> [TASK ITEM]:
All of the data below should be written out exactly.

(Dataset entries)
'''

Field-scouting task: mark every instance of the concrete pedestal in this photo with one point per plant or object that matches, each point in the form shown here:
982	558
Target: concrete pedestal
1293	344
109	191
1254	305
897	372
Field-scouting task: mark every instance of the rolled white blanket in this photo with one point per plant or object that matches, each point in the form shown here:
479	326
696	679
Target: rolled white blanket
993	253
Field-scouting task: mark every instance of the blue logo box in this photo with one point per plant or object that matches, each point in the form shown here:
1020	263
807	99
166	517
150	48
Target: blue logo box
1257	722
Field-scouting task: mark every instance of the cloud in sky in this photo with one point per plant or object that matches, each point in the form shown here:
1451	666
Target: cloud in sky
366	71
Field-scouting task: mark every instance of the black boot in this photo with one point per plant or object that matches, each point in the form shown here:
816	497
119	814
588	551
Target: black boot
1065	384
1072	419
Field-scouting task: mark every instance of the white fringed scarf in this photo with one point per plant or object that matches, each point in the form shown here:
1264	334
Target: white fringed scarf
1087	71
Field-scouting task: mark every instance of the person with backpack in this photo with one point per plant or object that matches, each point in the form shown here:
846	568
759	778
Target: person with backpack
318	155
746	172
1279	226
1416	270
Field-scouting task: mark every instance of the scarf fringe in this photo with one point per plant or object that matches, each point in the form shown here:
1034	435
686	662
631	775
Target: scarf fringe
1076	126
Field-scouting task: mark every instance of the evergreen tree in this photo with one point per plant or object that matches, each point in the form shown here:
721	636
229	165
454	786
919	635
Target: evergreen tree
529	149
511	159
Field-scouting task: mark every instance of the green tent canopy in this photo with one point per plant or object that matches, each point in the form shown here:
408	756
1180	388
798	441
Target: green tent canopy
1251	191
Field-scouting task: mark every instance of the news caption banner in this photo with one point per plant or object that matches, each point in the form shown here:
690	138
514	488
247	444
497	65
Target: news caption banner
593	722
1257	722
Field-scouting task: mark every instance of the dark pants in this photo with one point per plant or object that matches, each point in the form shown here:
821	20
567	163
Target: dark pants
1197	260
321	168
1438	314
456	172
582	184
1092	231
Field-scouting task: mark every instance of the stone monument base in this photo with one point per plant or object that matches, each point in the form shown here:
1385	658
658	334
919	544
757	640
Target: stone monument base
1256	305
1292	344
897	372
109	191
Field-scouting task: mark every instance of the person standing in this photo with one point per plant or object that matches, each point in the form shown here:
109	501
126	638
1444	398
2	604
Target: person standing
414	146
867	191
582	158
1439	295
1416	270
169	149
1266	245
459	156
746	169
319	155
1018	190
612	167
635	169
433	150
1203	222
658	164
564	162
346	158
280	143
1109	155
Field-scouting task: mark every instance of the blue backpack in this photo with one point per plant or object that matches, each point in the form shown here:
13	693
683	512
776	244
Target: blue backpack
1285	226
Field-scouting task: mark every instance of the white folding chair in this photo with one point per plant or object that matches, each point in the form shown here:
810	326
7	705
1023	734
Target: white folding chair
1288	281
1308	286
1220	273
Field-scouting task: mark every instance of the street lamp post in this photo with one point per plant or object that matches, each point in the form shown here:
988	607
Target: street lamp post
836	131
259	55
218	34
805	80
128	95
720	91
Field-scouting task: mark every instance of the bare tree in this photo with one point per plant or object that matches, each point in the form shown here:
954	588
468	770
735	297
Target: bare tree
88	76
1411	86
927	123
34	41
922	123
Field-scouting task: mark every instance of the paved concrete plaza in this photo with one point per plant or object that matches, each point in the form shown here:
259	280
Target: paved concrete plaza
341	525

'''

> [EXERCISE OUTPUT]:
Field-scouting task: mark every instance of the concrete pedestal in this photo with one point per plant or object that matches, each point in the form shown here:
982	558
Target: concrete pedestal
1293	344
109	191
1254	305
897	372
Field-scouting task: mark every instance of the rolled white blanket in this photo with one point per plant or object that matches, each point in the form shown here:
479	326
696	679
Target: rolled white blanket
993	253
Field-scouting task: mark every instance of the blue logo box in this photo with one point per plant or object that matches, each point in the form shown here:
1020	263
807	99
166	517
150	48
Target: blue logo box
1257	722
Field-scouting task: mark every instance of the cloud in sky in this photo with one point per plant or object that matches, each point in the form shown here:
1451	666
Target: cloud in sky
366	71
Field-scouting task: mark every instance of the black boot in this photo with one point per plant or object that matches, each point in the form shown here:
816	497
119	814
588	551
Target: black boot
1065	384
1072	419
Field-scouting task: mark every instance of the white fringed scarf in this photo with one point per plant or object that matches, each point in the form shown here:
1264	334
Target: white fringed scarf
1087	71
Field-scouting task: mark every instance of the person with backpack in this photo with one point per plant or object that matches, each point in the form shown here:
846	568
759	778
Target: person with backpack
318	155
746	172
1279	226
1416	270
Field-scouting task: mark every instance of the scarf fringe in this photo with one point per plant or object that matches, each point in the form shown here:
1034	435
686	662
631	775
Target: scarf fringe
1076	126
Field-scouting task: mark every instance of the evergreen tree in this photo with one point per plant or object that matches, each point in the form shown here:
721	636
229	165
454	786
919	635
Target: evergreen tree
529	149
511	159
Field-scouting task: mark every instance of the green tent canopy in this photo with one point per plant or object that matches, each point in the form shown here:
408	756
1180	388
798	441
Target: green tent canopy
1251	191
Field-scouting task: mark every instance of the news caption banner in this photo with one point per plant or object that matches, each point in the form shown here:
690	138
514	488
247	444
497	65
Target: news caption banner
593	722
1257	722
Field-scouting task: mark every instance of the dark pants in this photo with one point per plant or object that matches, each point in the form shown here:
821	20
567	163
Target: dark pants
1197	260
321	168
1438	314
456	172
582	184
1092	231
Field-scouting task: mark every instance of the stone monument base in this photo with one point per plant or object that matches, each point in the form shown here:
1385	658
658	334
919	544
757	640
Target: stone monument base
1256	305
1292	344
897	372
109	191
Field-scouting task: mark every instance of the person standing in this photo with one point per plant or object that matches, each point in the form shown here:
109	501
126	638
1444	398
2	604
Target: person standing
414	146
867	191
582	158
1439	295
1416	270
169	149
1266	245
459	156
746	169
319	155
1018	190
612	167
635	169
433	150
1203	222
658	164
564	162
346	158
280	143
1109	155
Field-scouting task: mark every instance of the blue backpack in this photo with one point per plant or object that matches, each point in the form shown here:
13	693
683	512
776	244
Target: blue backpack
1285	226
Field-scouting task: mark every instance of the white folding chair in this photo with one point per plant or object that matches, each point in the form shown here:
810	326
7	705
1023	734
Target: white folding chair
1288	281
1308	286
1220	273
Field-scouting task: mark every instance of the street lamp post in this photo with one point per plant or object that matches, each point in the form shown here:
988	607
Target: street lamp post
836	131
259	55
218	34
805	80
128	95
720	91
Field-scouting task: mark every instance of the bare tree in this photo with one point per plant or object that matches, each point in the form shown here:
954	588
468	770
735	297
Target: bare tree
88	76
1411	86
927	123
34	41
922	123
Field-scouting task: mark every instance of the paved concrete plaza in this photo with one point per plant or object that matches, each point in the form shown here:
259	280
Target: paved concrete plaza
341	525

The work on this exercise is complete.